YOUR OBJECTIVE — Write the entries out again. Every character must match.

Saved data entries —

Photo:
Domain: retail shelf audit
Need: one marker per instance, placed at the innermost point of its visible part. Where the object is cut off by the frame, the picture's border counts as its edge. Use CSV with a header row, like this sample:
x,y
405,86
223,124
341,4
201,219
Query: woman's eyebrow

ANSWER —
Photo:
Domain: retail shelf audit
Need: one marker per instance, placed at the innermost point of its visible part. Where the object is cut off by the frame, the picture's border counts as its edge. Use CSV with a header row, like this sample:
x,y
405,86
223,124
341,4
201,219
Query: woman's eyebrow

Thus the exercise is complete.